Write out each of the following lines verbatim, with every character and line break unchanged.
• • • • • • •
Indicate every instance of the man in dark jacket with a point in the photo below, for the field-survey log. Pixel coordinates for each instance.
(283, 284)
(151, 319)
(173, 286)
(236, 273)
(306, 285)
• • • • • • •
## Output
Indicate every instance of the man in dark jacket with a point in the photo below, for the field-survey log. Pixel coordinates for each instance.
(283, 284)
(151, 319)
(173, 286)
(236, 273)
(306, 285)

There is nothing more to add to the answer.